*INSTRUCTION*
Return each entry exactly, omitting nothing.

*GIVEN ENTRIES*
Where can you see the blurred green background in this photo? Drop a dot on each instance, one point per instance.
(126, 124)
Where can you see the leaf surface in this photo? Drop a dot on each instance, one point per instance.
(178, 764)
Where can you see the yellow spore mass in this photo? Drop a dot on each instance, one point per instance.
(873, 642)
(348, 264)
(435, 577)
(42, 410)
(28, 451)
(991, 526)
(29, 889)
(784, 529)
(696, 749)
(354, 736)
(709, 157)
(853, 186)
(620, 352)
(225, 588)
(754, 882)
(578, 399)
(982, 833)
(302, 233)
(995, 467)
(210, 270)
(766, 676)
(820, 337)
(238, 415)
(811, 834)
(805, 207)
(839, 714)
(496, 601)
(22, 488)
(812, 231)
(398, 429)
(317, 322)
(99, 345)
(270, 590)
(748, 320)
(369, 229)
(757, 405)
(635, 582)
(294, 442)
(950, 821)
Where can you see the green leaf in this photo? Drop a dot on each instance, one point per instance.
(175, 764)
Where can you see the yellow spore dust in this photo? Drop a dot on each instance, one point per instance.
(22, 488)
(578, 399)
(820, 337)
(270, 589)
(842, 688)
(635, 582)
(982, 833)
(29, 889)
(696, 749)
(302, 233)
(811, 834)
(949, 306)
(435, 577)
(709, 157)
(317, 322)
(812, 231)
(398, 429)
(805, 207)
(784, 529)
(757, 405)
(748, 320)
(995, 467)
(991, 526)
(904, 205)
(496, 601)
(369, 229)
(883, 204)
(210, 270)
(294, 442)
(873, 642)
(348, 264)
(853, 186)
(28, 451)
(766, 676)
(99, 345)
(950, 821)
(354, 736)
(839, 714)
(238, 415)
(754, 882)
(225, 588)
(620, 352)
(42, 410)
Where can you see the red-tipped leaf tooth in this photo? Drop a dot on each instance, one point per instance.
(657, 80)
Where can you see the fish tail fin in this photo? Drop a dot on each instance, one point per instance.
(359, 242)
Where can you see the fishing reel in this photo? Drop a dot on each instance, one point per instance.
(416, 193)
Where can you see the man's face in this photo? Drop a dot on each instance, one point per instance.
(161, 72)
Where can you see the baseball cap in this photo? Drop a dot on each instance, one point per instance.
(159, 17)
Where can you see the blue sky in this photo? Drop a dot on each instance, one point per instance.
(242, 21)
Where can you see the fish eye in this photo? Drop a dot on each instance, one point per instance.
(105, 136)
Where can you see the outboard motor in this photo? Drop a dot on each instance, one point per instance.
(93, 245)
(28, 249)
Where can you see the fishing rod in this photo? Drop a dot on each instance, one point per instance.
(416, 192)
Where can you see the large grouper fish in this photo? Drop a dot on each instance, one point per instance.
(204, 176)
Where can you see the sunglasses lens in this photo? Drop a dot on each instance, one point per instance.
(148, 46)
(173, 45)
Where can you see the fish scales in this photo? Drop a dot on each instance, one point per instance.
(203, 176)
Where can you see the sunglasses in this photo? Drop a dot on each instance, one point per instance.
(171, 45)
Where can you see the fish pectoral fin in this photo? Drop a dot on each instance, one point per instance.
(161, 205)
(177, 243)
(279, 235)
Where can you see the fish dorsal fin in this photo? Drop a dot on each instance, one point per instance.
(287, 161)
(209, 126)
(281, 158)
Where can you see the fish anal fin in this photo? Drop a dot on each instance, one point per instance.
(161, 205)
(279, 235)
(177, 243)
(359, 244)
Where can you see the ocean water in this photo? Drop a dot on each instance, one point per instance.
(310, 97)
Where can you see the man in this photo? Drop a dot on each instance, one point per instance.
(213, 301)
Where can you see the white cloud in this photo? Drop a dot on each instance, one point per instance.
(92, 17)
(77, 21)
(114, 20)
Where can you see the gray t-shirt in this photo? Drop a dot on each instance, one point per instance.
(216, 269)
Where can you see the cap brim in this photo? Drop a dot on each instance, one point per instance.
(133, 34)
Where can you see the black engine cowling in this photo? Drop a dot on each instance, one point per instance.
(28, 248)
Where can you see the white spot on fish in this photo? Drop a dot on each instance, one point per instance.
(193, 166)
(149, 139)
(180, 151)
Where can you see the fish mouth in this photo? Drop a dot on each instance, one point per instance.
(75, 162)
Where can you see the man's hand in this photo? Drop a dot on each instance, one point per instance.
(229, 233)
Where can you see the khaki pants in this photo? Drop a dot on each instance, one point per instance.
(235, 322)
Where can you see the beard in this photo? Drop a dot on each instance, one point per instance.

*TASK OUTPUT*
Where can you see the blurred green background in this photo? Drop a dot on each instance, one point per instance.
(126, 124)
Where can you see the leaf surface in this photo? Drop a dot on each instance, one point per instance.
(178, 764)
Where can you see the yellow spore mass in this photo? Drop a dot on each instance, one point per instance.
(873, 642)
(348, 264)
(435, 577)
(42, 410)
(28, 451)
(991, 526)
(29, 889)
(784, 529)
(696, 749)
(354, 736)
(709, 157)
(853, 186)
(620, 352)
(225, 588)
(754, 882)
(578, 399)
(982, 833)
(302, 233)
(995, 467)
(210, 270)
(766, 676)
(820, 337)
(238, 415)
(811, 834)
(805, 207)
(839, 714)
(496, 601)
(22, 488)
(812, 231)
(398, 429)
(317, 322)
(99, 345)
(270, 590)
(748, 320)
(369, 229)
(757, 405)
(635, 582)
(294, 442)
(950, 821)
Where can you see the green leaf in this photo? Drop a dot on each instance, one point per instance.
(175, 764)
Where can you see the yellow spore dust in this photo? Drop a dot on each instance, one point per instance.
(22, 488)
(578, 399)
(820, 337)
(270, 589)
(842, 688)
(635, 582)
(982, 833)
(29, 889)
(696, 749)
(302, 233)
(811, 834)
(949, 306)
(435, 577)
(709, 157)
(317, 322)
(812, 231)
(398, 429)
(805, 207)
(784, 529)
(757, 405)
(748, 320)
(995, 467)
(991, 526)
(904, 205)
(496, 601)
(369, 229)
(883, 204)
(210, 270)
(294, 442)
(873, 642)
(348, 264)
(853, 186)
(28, 451)
(766, 676)
(99, 345)
(950, 821)
(354, 736)
(839, 714)
(238, 415)
(754, 882)
(225, 588)
(620, 352)
(42, 410)
Where can you see the red-tipped leaf tooth in this photo? Drop a dot on each instance, one point per instance.
(657, 80)
Where can you see the fish tail fin in this photo? Drop a dot on each instance, one point per instance.
(359, 242)
Where can you see the fishing reel in this photo? Drop a dot on each instance, one point per instance.
(416, 193)
Where can you see the man's face in this photo? Drop a dot on each instance, one point per instance.
(161, 72)
Where can you see the baseball cap in this photo? Drop a dot on each instance, one point per instance.
(159, 17)
Where can you see the blue sky in this photo? Drop a dot on each instance, one point per instance.
(242, 21)
Where can you see the fish eye in this photo? Drop a dot on each instance, one point per instance.
(105, 136)
Where can you see the outboard motor in this photo? Drop a dot on each instance, one point per instance.
(93, 245)
(28, 249)
Where can you see the fishing rod in this photo? Drop a dot on each instance, one point per instance.
(416, 192)
Where can you see the large grouper fish in this photo? Drop a dot on each instance, one point per instance.
(204, 176)
Where can you see the sunglasses lens in this photo? Drop a dot on each instance, one point per instance.
(148, 46)
(173, 45)
Where can you see the fish scales in this photo? Drop a dot on each instance, one point per instance.
(203, 176)
Where can you see the sunglasses in this photo? Drop a dot on each instance, one point per instance.
(171, 45)
Where can you see the fish pectoral fin in this photo? Drop a dot on each instance, one point per instance.
(161, 205)
(177, 243)
(279, 235)
Where can you see the fish dorsal fin in this photo? Drop a dot on each instance, one point per instance.
(287, 161)
(209, 126)
(281, 158)
Where can you see the fish anal fin in this photo? Drop a dot on each instance, one point per instance.
(161, 205)
(279, 235)
(177, 243)
(359, 244)
Where can you see the ocean water in this photo? Drop a dot on each instance, one point per instance.
(310, 97)
Where can you see the man in this photo? Drop a dot on each instance, one point per instance.
(213, 301)
Where can you see the white cloud in this photo? Drop a dot on each instance, one point per instance.
(92, 17)
(77, 21)
(114, 20)
Where can you see the gray t-shirt in this photo? Drop a dot on each instance, one point per instance.
(216, 269)
Where can you see the cap brim in this photo? Drop a dot on each instance, one point per instance.
(133, 34)
Where can you see the black engine cowling in this photo? Drop a dot on each instance, one point per instance.
(28, 248)
Where can you see the white spot on fish in this photo? Drop a dot on each instance, one point per instance.
(193, 166)
(149, 139)
(180, 151)
Where can you see the fish mouth in this photo? Drop a dot on each instance, one point per instance.
(75, 162)
Where can you see the man's hand in this photo? Drop a dot on each instance, one point per instance.
(229, 233)
Where can you see the khaki pants in this photo? Drop a dot on each instance, one point per instance.
(235, 322)
Where can you see the beard in this photo? Drop a dot on each instance, one point per instance.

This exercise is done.